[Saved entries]

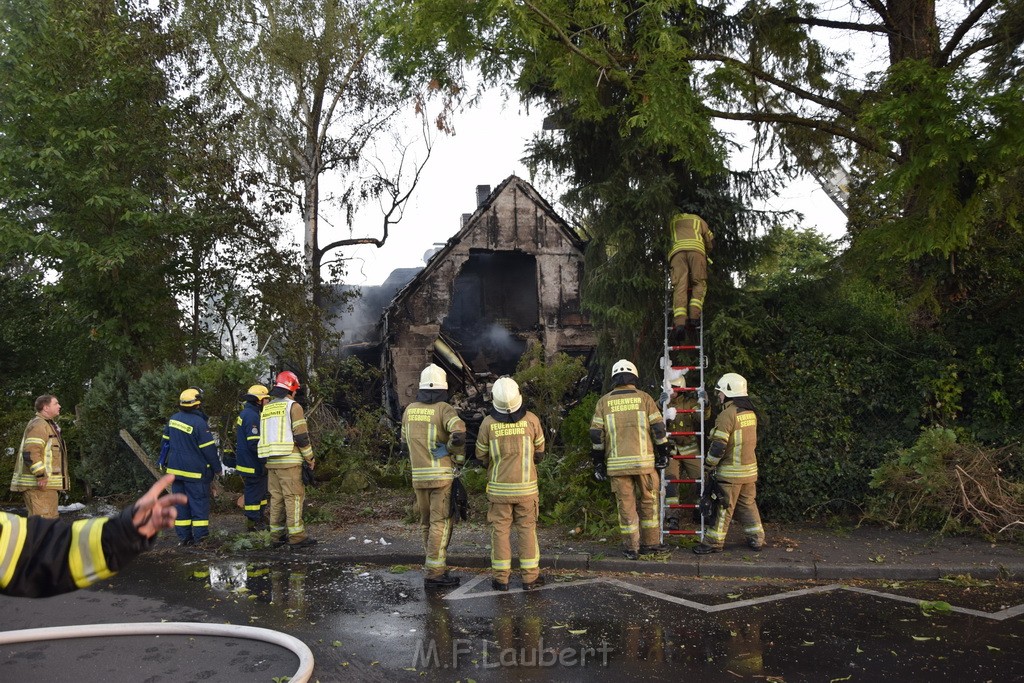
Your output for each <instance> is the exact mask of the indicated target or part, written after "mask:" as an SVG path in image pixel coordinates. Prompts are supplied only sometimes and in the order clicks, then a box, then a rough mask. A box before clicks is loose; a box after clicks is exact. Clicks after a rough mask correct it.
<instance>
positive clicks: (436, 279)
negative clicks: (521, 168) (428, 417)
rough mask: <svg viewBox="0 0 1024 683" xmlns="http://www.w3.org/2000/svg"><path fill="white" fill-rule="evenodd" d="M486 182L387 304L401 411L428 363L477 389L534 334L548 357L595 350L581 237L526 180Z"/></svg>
mask: <svg viewBox="0 0 1024 683" xmlns="http://www.w3.org/2000/svg"><path fill="white" fill-rule="evenodd" d="M488 189H489V188H488V187H486V186H485V185H481V186H479V187H477V204H478V206H477V209H476V211H475V212H474V213H473V214H471V215H468V216H464V217H463V225H462V229H460V230H459V232H458V233H457V234H456V236H455V237H453V238H452V239H451V240H449V241H447V243H446V244H445V245H444V246H443V247H442V248H441V249H439V250H438V251H437V252H436V253H435V254H434V255H433V256H432V257H431V258H430V260H429V261H428V263H427V264H426V266H425V267H424V268H423V270H421V271H420V272H419V273H418V274H417V275H416V276H415V278H414V279H413V280H412V281H411V282H410V283H409V284H408V285H407V286H406V287H404V288H402V290H401V291H400V292H398V294H397V295H396V296H395V298H394V299H393V300H392V301H391V303H390V305H389V306H388V307H387V308H386V309H385V311H384V315H383V318H382V328H383V329H382V341H383V345H384V348H383V349H382V365H383V367H384V370H385V373H386V376H387V384H388V386H387V387H386V391H387V392H388V396H387V399H388V402H389V403H390V404H391V408H392V410H393V411H395V412H396V413H397V412H399V411H400V410H402V409H403V408H404V407H406V405H408V404H409V403H410V402H412V401H413V399H414V398H415V396H416V391H417V386H418V384H419V376H420V371H422V370H423V368H424V366H425V365H426V364H428V362H436V364H438V365H439V366H441V367H442V368H444V369H445V370H446V371H447V373H449V381H450V387H451V390H452V391H460V390H461V391H465V392H466V393H467V394H469V395H475V394H477V393H478V392H480V391H481V390H482V389H483V388H484V387H485V385H486V384H487V383H488V382H490V381H493V380H494V379H495V378H497V377H498V376H500V375H505V374H512V373H513V372H514V371H515V368H516V365H517V362H518V361H519V358H520V356H521V355H522V353H523V351H525V350H526V348H527V347H528V345H529V344H530V343H532V342H537V343H540V344H541V345H542V347H543V348H544V353H545V357H546V358H549V359H550V358H552V357H553V356H554V355H555V354H556V353H558V352H565V353H568V354H570V355H584V356H589V355H590V353H591V352H592V350H593V348H594V345H595V344H596V335H595V333H594V331H593V329H592V328H591V326H590V325H589V323H588V321H587V318H586V317H585V316H584V314H583V311H582V310H581V306H580V287H581V283H582V281H583V248H584V244H583V242H582V241H581V240H580V238H579V237H578V236H577V233H575V232H574V231H573V230H572V228H570V227H569V226H568V224H567V223H566V222H565V221H564V220H562V219H561V218H560V217H559V216H558V215H557V214H556V213H555V211H554V210H553V209H552V207H551V205H550V204H548V202H547V201H545V200H544V198H542V197H541V196H540V195H539V194H538V191H537V190H536V189H535V188H534V187H532V185H530V184H529V183H528V182H526V181H525V180H522V179H521V178H518V177H516V176H514V175H513V176H509V177H508V178H507V179H506V180H505V181H504V182H502V184H500V185H499V186H498V187H497V188H496V189H495V190H494V191H493V193H489V194H488V191H487V190H488ZM452 383H454V385H453V384H452Z"/></svg>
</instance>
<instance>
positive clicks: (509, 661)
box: [413, 637, 612, 669]
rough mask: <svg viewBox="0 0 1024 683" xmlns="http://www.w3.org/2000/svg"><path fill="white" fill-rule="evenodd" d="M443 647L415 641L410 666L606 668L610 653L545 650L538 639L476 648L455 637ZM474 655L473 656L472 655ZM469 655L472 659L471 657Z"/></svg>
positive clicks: (571, 648) (428, 666) (416, 666)
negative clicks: (514, 644)
mask: <svg viewBox="0 0 1024 683" xmlns="http://www.w3.org/2000/svg"><path fill="white" fill-rule="evenodd" d="M445 650H447V648H443V647H442V648H441V649H440V650H438V647H437V641H436V640H435V639H433V638H431V639H430V640H419V641H417V643H416V646H415V647H414V649H413V667H415V668H428V669H459V668H460V666H461V665H463V664H469V665H470V666H472V667H475V668H479V669H499V668H504V667H526V668H531V667H542V668H544V667H569V668H571V667H587V666H600V667H607V666H608V654H609V653H610V652H611V651H612V648H611V646H610V645H608V643H607V642H605V641H603V640H602V641H601V644H600V645H598V646H596V647H592V646H582V647H562V648H556V647H550V646H549V647H546V646H545V644H544V638H543V637H542V638H539V639H538V641H537V644H536V645H535V646H522V647H502V646H501V645H499V644H498V643H494V642H490V641H487V640H485V639H481V640H480V641H479V646H478V647H474V641H472V640H470V639H469V638H456V639H454V640H453V641H452V643H451V651H445ZM474 652H477V654H476V655H473V653H474ZM471 655H473V656H471Z"/></svg>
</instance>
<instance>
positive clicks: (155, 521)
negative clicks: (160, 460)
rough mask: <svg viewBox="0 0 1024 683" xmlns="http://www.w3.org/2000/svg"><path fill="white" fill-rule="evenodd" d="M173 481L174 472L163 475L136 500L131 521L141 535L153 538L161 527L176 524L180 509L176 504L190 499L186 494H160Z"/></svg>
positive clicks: (169, 525)
mask: <svg viewBox="0 0 1024 683" xmlns="http://www.w3.org/2000/svg"><path fill="white" fill-rule="evenodd" d="M172 481H174V475H173V474H166V475H164V476H162V477H161V478H160V480H159V481H157V483H155V484H153V487H152V488H150V490H147V492H145V495H144V496H142V498H140V499H138V501H136V502H135V512H134V514H133V515H132V518H131V522H132V524H133V525H134V526H135V530H136V531H138V532H139V535H140V536H144V537H145V538H147V539H151V538H153V537H154V536H156V533H157V531H159V530H160V529H164V528H171V527H173V526H174V520H175V519H177V517H178V511H177V509H176V508H175V507H174V506H175V505H184V504H185V503H187V502H188V499H187V498H185V495H184V494H169V495H167V496H161V495H160V494H161V493H163V490H164V489H165V488H167V487H168V486H170V485H171V482H172Z"/></svg>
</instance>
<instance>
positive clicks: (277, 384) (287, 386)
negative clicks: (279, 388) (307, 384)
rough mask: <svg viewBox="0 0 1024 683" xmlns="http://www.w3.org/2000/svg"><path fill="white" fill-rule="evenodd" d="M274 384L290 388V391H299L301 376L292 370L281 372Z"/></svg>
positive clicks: (275, 385) (282, 386) (274, 381)
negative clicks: (299, 378) (299, 384)
mask: <svg viewBox="0 0 1024 683" xmlns="http://www.w3.org/2000/svg"><path fill="white" fill-rule="evenodd" d="M273 386H280V387H281V388H282V389H288V390H289V391H298V390H299V377H298V375H296V374H295V373H293V372H292V371H290V370H286V371H284V372H280V373H278V379H276V380H274V383H273Z"/></svg>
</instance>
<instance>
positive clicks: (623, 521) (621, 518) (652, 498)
mask: <svg viewBox="0 0 1024 683" xmlns="http://www.w3.org/2000/svg"><path fill="white" fill-rule="evenodd" d="M609 478H610V479H611V490H613V492H614V493H615V503H616V504H617V506H618V532H620V533H622V536H623V547H625V548H626V549H627V550H640V546H641V545H644V546H656V545H657V544H658V543H660V542H662V520H660V518H659V517H658V510H657V499H658V496H660V489H659V486H660V485H662V482H660V480H659V479H658V477H657V473H656V472H650V473H649V474H621V475H616V476H612V477H609ZM638 513H639V514H638Z"/></svg>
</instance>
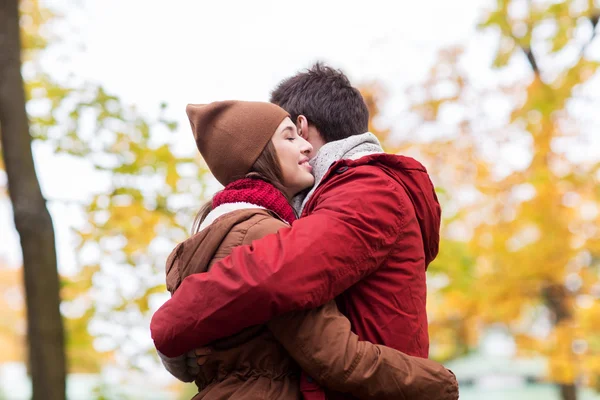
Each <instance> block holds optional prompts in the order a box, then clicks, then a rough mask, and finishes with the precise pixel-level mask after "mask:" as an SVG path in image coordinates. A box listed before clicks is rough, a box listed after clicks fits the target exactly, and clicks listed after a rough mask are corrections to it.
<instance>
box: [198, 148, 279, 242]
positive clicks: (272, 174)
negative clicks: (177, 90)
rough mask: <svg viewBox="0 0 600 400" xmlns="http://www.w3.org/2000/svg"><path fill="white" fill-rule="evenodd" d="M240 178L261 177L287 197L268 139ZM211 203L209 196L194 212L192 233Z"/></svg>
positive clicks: (262, 178)
mask: <svg viewBox="0 0 600 400" xmlns="http://www.w3.org/2000/svg"><path fill="white" fill-rule="evenodd" d="M241 178H252V179H261V180H263V181H265V182H268V183H270V184H271V185H273V186H275V188H276V189H277V190H279V191H280V192H281V193H283V195H284V196H286V198H287V195H286V194H285V190H284V186H283V172H282V171H281V164H279V158H278V157H277V150H276V149H275V145H273V142H272V141H271V140H269V142H268V143H267V145H266V146H265V148H264V149H263V151H262V153H260V156H258V158H257V159H256V161H255V162H254V164H253V165H252V168H251V169H250V172H248V173H247V174H246V175H245V176H240V177H239V178H238V179H241ZM213 198H214V197H213ZM288 201H291V199H289V198H288ZM212 203H213V199H212V198H211V199H210V200H209V201H207V202H206V203H205V204H204V205H203V206H202V208H200V210H199V211H198V213H197V214H196V217H195V218H194V223H193V225H192V235H194V234H196V233H198V232H199V231H200V225H202V222H203V221H204V220H205V219H206V217H207V216H208V214H209V213H210V212H211V211H212V209H213V208H212Z"/></svg>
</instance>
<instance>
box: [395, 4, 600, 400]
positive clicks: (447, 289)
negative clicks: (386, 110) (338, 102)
mask: <svg viewBox="0 0 600 400" xmlns="http://www.w3.org/2000/svg"><path fill="white" fill-rule="evenodd" d="M599 16H600V9H599V8H598V6H597V5H596V4H595V3H594V2H593V1H559V2H527V1H517V0H512V1H510V0H498V1H497V2H496V5H495V7H494V9H492V10H490V11H489V12H487V13H486V16H485V18H484V20H483V22H482V24H481V25H480V30H481V31H482V32H483V33H484V34H485V35H486V37H487V38H488V39H487V40H488V42H486V44H487V43H489V40H490V39H489V38H490V37H493V38H494V39H493V40H495V43H496V48H495V51H494V52H495V56H494V59H493V61H492V67H493V69H492V70H490V71H486V72H485V73H486V74H487V75H486V76H485V80H483V81H482V79H481V74H482V73H483V72H481V71H479V72H480V75H479V76H475V75H474V74H473V73H472V71H473V67H472V66H470V65H468V63H467V61H466V60H473V59H474V53H473V52H475V51H481V49H482V48H483V47H482V44H481V42H479V44H475V45H473V46H474V48H469V47H467V48H466V49H464V50H463V49H461V48H455V49H447V50H445V51H443V52H442V53H441V56H440V58H439V60H438V62H436V64H435V65H434V67H433V68H432V70H431V73H430V74H429V77H428V78H427V80H426V82H424V84H423V85H418V86H415V87H413V88H411V89H410V90H409V91H408V93H407V94H408V96H409V98H410V100H411V102H412V105H413V106H412V111H413V115H414V114H416V115H418V116H419V118H420V120H419V121H420V122H419V124H418V125H417V127H416V128H415V129H414V130H413V131H412V132H411V136H412V137H413V138H414V137H419V136H424V137H425V136H427V137H429V139H430V140H431V141H430V142H429V143H427V144H425V145H420V146H419V145H418V144H417V145H413V146H411V147H412V150H413V151H414V152H416V153H418V154H420V155H421V156H422V157H424V158H426V159H427V160H428V162H427V163H428V166H429V167H430V170H431V172H432V173H433V175H434V177H435V180H436V182H437V183H438V185H439V186H440V187H441V188H443V190H442V191H441V192H440V198H441V200H442V202H443V203H444V206H445V207H444V208H445V211H446V215H445V221H444V243H443V245H442V247H441V254H440V257H438V260H436V262H435V263H434V264H433V265H432V267H431V272H432V276H435V277H437V278H434V282H437V283H436V284H438V283H439V286H438V287H439V291H438V292H436V293H433V295H432V296H431V297H430V299H431V300H430V306H431V317H432V334H433V335H434V336H436V335H437V336H436V339H437V342H438V343H440V344H444V343H445V344H447V346H446V347H445V348H444V351H446V353H447V355H452V353H453V352H454V353H456V352H460V349H463V350H464V349H468V348H470V347H472V346H473V345H474V344H475V343H476V342H477V337H478V334H479V333H480V332H481V331H482V329H484V328H485V327H486V326H489V325H493V324H502V325H504V326H506V328H507V329H508V330H509V331H510V332H511V333H512V334H513V335H514V337H515V339H516V343H517V346H518V349H519V351H520V352H521V353H524V354H538V355H539V354H541V355H544V356H546V357H547V359H548V363H549V378H550V380H551V381H553V382H555V383H556V384H557V385H558V386H559V388H560V392H561V396H562V398H563V399H565V400H571V399H576V396H577V393H576V392H577V390H576V387H577V383H578V382H580V381H583V382H585V383H588V384H591V385H594V386H596V387H600V385H599V377H600V341H599V340H598V335H597V332H598V331H599V330H600V318H599V317H598V316H599V315H600V302H599V301H598V299H599V298H600V279H599V277H600V274H599V272H600V262H599V260H600V247H599V243H600V233H599V231H598V229H597V227H598V226H599V223H600V218H599V216H600V213H599V207H600V183H599V182H600V163H599V161H600V160H599V158H598V154H597V152H596V154H593V153H592V154H590V153H591V152H589V151H586V149H589V147H587V146H589V143H590V140H591V139H592V135H593V134H594V125H595V126H597V124H598V122H600V121H598V116H597V112H594V111H593V110H595V109H596V110H597V109H598V107H599V104H600V99H599V98H597V97H595V96H594V95H593V93H594V91H593V87H594V85H595V84H596V85H597V82H598V79H599V76H598V73H597V69H598V65H599V63H598V55H597V54H596V55H595V56H594V54H593V51H592V50H591V49H592V46H593V45H594V43H595V40H594V39H595V38H596V32H597V24H598V19H599ZM482 40H483V39H482ZM596 134H597V133H596ZM573 149H579V150H580V151H579V152H575V151H573ZM586 153H587V154H586ZM439 278H442V279H441V280H440V279H439ZM440 282H441V283H440ZM546 325H547V328H544V326H546ZM435 341H436V340H434V342H435ZM452 344H454V346H453V345H452ZM442 347H443V346H442ZM437 350H440V349H437Z"/></svg>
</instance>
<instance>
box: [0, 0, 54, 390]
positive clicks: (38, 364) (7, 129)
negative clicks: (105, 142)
mask: <svg viewBox="0 0 600 400" xmlns="http://www.w3.org/2000/svg"><path fill="white" fill-rule="evenodd" d="M0 42H1V43H2V48H3V50H2V54H1V55H0V130H1V135H2V136H1V139H2V154H3V159H4V164H5V169H6V175H7V177H8V189H9V194H10V199H11V203H12V206H13V212H14V221H15V226H16V228H17V231H18V232H19V237H20V241H21V248H22V254H23V271H24V276H25V279H24V282H25V293H26V304H27V339H28V343H29V352H28V355H29V357H28V359H29V367H30V371H31V378H32V382H33V399H46V398H50V399H64V398H65V396H66V393H65V391H66V389H65V384H66V383H65V378H66V364H65V351H64V333H63V324H62V318H61V315H60V308H59V306H60V296H59V279H58V271H57V262H56V247H55V240H54V228H53V225H52V218H51V217H50V213H49V212H48V209H47V208H46V200H45V199H44V197H43V195H42V192H41V189H40V185H39V182H38V179H37V175H36V172H35V167H34V163H33V155H32V151H31V136H30V133H29V122H28V119H27V114H26V111H25V90H24V84H23V78H22V76H21V38H20V29H19V2H18V1H17V0H6V1H2V2H1V3H0Z"/></svg>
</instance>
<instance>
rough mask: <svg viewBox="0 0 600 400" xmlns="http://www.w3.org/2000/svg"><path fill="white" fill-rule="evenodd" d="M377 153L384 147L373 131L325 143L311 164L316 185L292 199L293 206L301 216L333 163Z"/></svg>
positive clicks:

▸ AIM OF THE EXERCISE:
In the entries above, how many lines hold the word "coordinates"? State the number only.

▸ THE COMPLETED TASK:
2